Task instructions = Change "green leaves" to "green foliage" everywhere in the lines from the one containing "Spot the sandstone" down to the last line, and write out those lines with nothing else altered. Leave the pictures out of your answer.
[BEGIN Data listing]
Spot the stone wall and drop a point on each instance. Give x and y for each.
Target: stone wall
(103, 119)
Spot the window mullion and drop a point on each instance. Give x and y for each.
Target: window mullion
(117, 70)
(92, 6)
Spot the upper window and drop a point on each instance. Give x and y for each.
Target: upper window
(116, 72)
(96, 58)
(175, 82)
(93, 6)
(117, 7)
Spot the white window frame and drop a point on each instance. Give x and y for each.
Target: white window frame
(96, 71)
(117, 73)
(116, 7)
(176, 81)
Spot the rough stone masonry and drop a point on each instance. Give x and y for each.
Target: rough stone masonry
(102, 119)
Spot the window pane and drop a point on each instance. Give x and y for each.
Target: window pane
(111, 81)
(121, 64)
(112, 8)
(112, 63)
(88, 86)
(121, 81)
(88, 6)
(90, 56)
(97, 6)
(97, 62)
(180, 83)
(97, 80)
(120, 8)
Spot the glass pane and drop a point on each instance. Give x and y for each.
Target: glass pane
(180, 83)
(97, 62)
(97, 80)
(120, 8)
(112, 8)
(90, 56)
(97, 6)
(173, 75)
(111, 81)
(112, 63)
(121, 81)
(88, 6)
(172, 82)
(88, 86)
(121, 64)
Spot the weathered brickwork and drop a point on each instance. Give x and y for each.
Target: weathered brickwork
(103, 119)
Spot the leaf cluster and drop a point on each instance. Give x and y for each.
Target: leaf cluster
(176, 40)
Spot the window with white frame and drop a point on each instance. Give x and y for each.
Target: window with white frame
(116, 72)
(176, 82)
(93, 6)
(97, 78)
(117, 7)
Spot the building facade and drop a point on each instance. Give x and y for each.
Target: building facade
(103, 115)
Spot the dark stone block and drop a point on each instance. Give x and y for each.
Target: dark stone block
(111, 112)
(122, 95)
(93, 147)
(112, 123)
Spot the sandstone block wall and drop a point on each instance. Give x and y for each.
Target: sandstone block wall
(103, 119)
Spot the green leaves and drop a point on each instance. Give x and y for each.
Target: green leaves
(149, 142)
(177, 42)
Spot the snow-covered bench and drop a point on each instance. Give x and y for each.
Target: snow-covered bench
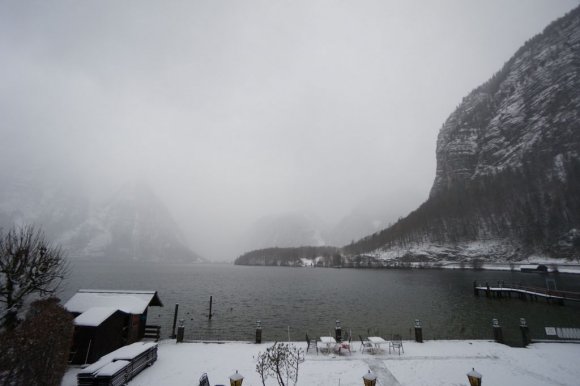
[END Data listing]
In response =
Spot the sandstone block wall and drop a point on each instance. Give x and y for each.
Target: sandstone block wall
(103, 119)
Spot the green foliage and drop a point on each instance. Give x and y for each.
Target: green foliage
(149, 142)
(177, 42)
Spot the snow-covered bench and drop a point on each instance. Give x and y for each.
Target: snow-covered bench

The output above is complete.